>> begin EXTRACTED TEXT

= List of The New York Times number-one books of 2017 =

The American daily newspaper The New York Times publishes multiple weekly lists ranking the best-selling books in the United States. The lists are split into three genres—fiction, nonfiction and children's books. Both the fiction and nonfiction lists are further split into multiple lists.

==Changes to the list==
Beginning on February 5, 2017, The New York Times introduced revisions to multiple categories in the publication. The revisions included the elimination of the graphic novel/manga and the mass market paperback lists as well as the middle grade e-book and young adult e-book lists.

==Fiction==
The following list ranks the number-one best-selling fiction books, in the combined print and e-books category. The most frequent weekly best seller of the year is Camino Island by John Grisham with 5 weeks at the top of the list, followed by The Shack by William P. Young with 4 weeks.

>> end EXTRACTED TEXT
>> begin STORED RECORDS

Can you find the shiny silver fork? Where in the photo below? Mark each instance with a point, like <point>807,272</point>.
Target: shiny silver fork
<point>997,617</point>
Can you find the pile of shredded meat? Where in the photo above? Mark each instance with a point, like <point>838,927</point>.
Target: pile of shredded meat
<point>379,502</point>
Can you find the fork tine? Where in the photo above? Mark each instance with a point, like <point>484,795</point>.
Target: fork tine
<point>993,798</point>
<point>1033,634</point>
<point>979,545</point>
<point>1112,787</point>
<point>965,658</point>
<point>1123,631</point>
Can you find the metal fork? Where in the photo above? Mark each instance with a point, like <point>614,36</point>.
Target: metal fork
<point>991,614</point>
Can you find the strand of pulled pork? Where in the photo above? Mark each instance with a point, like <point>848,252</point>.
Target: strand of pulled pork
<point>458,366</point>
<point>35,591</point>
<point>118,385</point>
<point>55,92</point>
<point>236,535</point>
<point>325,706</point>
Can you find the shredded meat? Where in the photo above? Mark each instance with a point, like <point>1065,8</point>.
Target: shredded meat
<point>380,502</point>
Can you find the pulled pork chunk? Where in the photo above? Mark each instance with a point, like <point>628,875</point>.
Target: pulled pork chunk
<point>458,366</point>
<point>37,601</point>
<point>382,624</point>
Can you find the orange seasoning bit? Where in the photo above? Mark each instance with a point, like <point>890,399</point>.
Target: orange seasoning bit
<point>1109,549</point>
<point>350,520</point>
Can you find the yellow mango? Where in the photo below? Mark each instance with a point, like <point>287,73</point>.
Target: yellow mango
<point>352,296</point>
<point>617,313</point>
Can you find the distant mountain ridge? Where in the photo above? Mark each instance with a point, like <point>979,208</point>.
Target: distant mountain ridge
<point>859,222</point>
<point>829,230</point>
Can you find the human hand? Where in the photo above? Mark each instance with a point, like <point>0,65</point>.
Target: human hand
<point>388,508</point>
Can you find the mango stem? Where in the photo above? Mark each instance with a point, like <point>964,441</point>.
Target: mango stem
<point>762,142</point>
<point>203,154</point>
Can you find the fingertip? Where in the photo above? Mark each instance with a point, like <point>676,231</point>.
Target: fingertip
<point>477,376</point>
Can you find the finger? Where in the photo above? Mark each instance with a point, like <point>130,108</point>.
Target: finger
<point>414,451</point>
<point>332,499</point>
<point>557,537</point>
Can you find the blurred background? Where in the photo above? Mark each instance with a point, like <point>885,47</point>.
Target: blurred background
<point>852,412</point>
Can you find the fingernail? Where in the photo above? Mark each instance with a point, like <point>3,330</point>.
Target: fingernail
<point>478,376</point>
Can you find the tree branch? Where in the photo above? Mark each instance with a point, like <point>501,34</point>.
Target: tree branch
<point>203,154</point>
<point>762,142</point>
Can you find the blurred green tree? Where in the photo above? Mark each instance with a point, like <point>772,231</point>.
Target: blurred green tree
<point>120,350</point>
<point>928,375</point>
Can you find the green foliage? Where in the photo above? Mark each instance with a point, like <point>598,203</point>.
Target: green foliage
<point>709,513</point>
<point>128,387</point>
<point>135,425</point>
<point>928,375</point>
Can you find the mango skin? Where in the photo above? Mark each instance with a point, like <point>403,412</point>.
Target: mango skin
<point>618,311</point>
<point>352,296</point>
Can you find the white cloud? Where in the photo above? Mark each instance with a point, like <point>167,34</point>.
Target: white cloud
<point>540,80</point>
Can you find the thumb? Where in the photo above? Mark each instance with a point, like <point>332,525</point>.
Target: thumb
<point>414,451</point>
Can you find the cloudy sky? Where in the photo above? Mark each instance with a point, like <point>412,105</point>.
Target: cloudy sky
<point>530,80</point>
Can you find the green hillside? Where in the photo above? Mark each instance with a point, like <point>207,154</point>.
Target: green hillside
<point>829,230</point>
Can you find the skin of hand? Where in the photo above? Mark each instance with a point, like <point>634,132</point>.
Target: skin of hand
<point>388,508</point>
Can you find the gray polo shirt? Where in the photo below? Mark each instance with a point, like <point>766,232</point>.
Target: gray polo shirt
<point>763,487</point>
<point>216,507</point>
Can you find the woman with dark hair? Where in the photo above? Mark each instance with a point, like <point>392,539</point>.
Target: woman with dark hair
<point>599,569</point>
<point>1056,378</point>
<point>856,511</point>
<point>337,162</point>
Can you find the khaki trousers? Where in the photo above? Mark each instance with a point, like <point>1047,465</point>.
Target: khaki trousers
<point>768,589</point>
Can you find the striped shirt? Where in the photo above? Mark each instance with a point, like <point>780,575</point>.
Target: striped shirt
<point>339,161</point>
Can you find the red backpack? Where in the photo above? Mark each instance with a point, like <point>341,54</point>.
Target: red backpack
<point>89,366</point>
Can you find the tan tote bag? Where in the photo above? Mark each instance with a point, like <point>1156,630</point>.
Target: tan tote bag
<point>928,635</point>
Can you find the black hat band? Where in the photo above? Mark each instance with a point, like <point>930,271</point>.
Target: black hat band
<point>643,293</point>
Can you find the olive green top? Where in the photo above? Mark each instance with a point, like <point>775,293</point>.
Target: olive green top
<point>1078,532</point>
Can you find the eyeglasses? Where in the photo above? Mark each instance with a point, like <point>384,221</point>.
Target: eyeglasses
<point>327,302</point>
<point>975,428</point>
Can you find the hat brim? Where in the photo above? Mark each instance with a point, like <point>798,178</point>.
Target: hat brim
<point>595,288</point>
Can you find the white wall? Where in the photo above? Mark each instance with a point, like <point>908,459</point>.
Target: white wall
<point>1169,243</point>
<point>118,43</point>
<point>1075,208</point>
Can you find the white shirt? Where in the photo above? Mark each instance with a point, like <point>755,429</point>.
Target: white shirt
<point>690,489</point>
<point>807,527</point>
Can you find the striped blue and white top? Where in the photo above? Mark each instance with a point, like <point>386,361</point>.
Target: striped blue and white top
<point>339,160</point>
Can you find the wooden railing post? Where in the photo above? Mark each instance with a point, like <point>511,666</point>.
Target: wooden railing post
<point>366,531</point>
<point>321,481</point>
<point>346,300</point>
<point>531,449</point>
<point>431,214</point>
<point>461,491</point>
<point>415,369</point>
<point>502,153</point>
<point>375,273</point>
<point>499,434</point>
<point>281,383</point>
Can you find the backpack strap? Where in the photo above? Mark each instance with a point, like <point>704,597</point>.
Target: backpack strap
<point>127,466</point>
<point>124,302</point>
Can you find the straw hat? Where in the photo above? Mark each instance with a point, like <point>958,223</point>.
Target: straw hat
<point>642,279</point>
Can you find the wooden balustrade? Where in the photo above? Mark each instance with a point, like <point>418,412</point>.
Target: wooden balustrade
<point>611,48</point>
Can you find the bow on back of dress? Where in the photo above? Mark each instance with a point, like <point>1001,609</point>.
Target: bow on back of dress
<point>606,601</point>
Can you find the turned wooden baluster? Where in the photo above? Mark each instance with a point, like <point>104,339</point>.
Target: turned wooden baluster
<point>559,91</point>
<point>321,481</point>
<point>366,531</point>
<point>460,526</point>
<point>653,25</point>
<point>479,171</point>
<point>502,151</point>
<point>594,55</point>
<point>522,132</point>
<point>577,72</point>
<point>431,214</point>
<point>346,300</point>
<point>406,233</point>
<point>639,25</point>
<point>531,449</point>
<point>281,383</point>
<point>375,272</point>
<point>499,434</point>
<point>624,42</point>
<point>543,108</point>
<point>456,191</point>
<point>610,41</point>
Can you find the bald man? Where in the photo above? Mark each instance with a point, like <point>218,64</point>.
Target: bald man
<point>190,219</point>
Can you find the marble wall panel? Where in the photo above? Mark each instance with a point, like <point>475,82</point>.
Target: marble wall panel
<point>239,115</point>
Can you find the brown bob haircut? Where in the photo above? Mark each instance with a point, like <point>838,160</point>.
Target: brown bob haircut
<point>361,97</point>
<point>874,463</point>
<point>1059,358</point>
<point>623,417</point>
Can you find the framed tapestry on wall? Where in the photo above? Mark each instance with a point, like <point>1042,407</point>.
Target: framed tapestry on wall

>> end STORED RECORDS

(JOB):
Output the passage of the article on the 2017 New York Times number-one books, starting at "The American daily" and ending at "into multiple lists.". These rows have no connection to the article on the New York Times number-one books of 2017.

(RESPONSE TO THE EXERCISE):
The American daily newspaper The New York Times publishes multiple weekly lists ranking the best-selling books in the United States. The lists are split into three genres—fiction, nonfiction and children's books. Both the fiction and nonfiction lists are further split into multiple lists.